TEXT BLOCK -
☆ ☆ ☆
Thursday, April 24, 2014

Garfield County Economic Update

Garfield County’s economy continued to limp along in the final quarter of 2013. The county did generate its first year-to-year employment gain in nine months. However, the 0.3-percent, five-job increase between December 2012 and December 2013 hardly seems anything to write home about. The labor market will need to generate stronger employment additions before it can be pronounced economically fit. Possibly, December figures mark the first step towards improved economic health.


Despite the county’s overall weak economic showing, healthcare/social services and the county’s largest industry—leisure/hospitality services—created roughly 20 jobs each. Unfortunately, mostly minor losses in other industries (construction, manufacturing, trade and federal/local government) combined to nearly offset the gains in leisure/hospitality and healthcare/social services.

Garfield County’s less-than-vigorous expansion in the jobs arena explains its virtually stagnant jobless rate. The unemployment rates for both March 2012 and March 2013 measured 9.2 percent. As usual, Garfield County’s very seasonal economy results in one of the highest jobless rates in the state. The county’s immobile seasonally adjusted unemployment rate echoes the numbers of initial claims for unemployment insurance which have settled back into a very seasonal (but not cyclical) pattern.

Recently released population estimates from the U.S. Census Bureau show Garfield County with a declining population base. Job losses of the past several years seemed to have spurred workers to leave the county. Garfield County’s 2013 population estimate of 5,083 reflects net out-migration of more than 200 individuals over the past three years.

Gross taxable sales rounded out the county’s lackluster economic indicators. Between the fourth quarters of 2012 and 2013, sales dropped by roughly 6 percent.
☆ ☆ ☆
Region pointing data
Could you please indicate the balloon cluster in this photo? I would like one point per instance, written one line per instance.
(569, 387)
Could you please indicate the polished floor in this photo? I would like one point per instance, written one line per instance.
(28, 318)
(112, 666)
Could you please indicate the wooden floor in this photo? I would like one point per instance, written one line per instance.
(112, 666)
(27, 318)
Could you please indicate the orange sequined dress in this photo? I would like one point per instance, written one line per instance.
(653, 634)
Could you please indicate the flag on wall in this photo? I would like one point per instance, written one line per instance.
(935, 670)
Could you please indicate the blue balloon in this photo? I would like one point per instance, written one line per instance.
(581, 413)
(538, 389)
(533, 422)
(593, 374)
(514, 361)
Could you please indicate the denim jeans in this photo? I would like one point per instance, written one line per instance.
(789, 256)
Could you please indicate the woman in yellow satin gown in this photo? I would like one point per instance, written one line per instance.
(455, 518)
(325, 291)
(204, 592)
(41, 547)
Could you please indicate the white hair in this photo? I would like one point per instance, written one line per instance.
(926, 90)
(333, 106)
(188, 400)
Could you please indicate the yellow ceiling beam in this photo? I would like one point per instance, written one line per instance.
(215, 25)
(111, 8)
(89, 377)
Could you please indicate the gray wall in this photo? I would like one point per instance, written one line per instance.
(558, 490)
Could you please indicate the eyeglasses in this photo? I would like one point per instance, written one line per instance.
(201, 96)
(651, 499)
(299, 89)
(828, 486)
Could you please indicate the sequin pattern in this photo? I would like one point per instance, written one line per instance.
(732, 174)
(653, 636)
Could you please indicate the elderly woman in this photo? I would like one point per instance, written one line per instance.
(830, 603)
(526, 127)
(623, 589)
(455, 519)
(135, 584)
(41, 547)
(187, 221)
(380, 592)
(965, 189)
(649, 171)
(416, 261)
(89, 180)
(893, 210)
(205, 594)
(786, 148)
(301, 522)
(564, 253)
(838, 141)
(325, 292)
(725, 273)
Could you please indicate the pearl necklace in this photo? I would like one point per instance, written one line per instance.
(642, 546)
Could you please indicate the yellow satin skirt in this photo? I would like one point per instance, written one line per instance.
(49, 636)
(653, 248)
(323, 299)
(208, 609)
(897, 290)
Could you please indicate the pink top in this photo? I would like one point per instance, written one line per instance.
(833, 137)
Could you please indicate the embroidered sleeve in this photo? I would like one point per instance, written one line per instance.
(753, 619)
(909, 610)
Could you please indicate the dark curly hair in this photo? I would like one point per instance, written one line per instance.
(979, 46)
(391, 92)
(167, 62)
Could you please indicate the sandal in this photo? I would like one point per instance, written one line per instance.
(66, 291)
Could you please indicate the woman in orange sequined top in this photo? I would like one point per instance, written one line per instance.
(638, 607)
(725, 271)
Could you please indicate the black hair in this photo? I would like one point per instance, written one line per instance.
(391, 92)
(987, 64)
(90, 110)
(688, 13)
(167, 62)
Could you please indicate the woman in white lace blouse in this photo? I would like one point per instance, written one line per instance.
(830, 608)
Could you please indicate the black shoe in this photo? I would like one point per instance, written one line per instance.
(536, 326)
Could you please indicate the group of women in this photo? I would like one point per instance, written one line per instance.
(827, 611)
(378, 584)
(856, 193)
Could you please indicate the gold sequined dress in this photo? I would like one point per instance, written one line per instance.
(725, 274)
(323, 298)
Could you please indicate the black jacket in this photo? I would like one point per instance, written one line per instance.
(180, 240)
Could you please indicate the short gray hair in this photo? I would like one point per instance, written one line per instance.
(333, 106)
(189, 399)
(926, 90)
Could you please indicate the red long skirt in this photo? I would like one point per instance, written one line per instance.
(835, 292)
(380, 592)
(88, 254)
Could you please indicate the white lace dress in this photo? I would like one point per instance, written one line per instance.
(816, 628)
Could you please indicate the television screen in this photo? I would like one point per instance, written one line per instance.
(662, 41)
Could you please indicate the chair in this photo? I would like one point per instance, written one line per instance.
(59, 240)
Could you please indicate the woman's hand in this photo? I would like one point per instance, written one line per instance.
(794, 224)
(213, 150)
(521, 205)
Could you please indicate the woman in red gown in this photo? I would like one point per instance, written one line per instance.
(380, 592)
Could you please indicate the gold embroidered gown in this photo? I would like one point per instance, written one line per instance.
☆ ☆ ☆
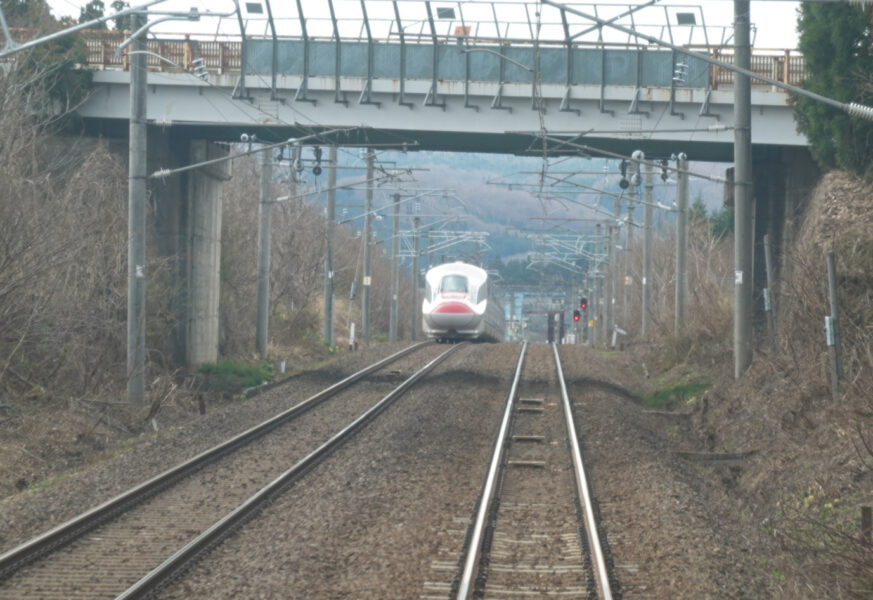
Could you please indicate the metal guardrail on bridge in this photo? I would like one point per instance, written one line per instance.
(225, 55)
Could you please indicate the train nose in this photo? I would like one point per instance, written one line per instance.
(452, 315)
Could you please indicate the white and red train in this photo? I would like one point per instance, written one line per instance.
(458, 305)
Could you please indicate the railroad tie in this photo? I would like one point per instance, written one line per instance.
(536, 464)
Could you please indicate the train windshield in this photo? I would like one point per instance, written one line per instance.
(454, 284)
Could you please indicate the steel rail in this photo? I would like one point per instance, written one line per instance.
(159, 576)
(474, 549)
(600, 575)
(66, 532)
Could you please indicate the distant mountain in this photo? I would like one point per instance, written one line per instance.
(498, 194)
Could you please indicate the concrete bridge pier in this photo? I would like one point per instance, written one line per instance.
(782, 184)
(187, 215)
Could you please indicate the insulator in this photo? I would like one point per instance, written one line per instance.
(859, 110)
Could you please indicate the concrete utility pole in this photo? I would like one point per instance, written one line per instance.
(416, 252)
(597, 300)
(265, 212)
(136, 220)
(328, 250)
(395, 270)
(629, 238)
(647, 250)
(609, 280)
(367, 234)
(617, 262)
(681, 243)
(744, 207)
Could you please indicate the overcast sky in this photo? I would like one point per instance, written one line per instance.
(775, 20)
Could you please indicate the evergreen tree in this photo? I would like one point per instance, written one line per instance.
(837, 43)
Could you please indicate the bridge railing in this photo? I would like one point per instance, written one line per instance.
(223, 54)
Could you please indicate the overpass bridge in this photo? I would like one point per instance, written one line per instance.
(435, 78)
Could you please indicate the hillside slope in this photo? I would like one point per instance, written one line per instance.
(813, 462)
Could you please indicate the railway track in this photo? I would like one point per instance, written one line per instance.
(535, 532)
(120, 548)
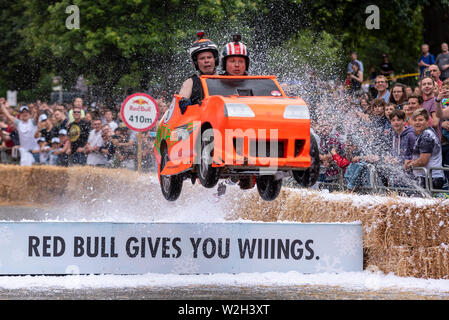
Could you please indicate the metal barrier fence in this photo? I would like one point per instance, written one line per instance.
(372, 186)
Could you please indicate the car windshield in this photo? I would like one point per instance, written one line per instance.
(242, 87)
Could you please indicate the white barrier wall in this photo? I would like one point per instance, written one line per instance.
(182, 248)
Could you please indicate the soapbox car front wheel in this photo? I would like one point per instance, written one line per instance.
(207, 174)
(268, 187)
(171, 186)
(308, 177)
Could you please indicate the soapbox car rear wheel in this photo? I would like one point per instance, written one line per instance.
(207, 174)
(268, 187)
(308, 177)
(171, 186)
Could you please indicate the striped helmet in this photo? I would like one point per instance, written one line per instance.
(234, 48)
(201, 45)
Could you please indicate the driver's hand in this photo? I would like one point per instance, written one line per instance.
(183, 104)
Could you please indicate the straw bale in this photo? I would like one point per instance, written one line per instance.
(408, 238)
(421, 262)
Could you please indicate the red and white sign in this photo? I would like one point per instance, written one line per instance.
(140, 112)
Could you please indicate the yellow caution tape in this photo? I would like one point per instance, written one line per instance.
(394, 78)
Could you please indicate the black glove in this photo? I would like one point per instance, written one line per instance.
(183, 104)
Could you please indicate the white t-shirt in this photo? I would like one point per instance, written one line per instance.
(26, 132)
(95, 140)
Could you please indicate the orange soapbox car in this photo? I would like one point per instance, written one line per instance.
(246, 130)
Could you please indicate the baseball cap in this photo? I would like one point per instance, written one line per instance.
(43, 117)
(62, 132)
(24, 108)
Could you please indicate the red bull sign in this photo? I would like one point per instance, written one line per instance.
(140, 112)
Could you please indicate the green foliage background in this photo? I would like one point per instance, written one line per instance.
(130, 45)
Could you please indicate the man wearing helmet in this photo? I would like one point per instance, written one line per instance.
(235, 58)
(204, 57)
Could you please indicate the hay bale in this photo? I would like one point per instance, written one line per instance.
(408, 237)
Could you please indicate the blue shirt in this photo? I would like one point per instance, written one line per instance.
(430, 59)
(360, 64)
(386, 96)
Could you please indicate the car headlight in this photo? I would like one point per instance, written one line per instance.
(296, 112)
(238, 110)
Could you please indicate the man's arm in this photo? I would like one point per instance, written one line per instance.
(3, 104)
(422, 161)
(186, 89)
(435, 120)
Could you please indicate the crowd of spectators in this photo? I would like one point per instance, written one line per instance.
☆ ☆ ☆
EXERCISE DETAILS - According to the Garfield County economic update, by roughly how much did gross taxable sales drop between the fourth quarters of 2012 and 2013?

RESULT OF THE TASK - By roughly 6 percent.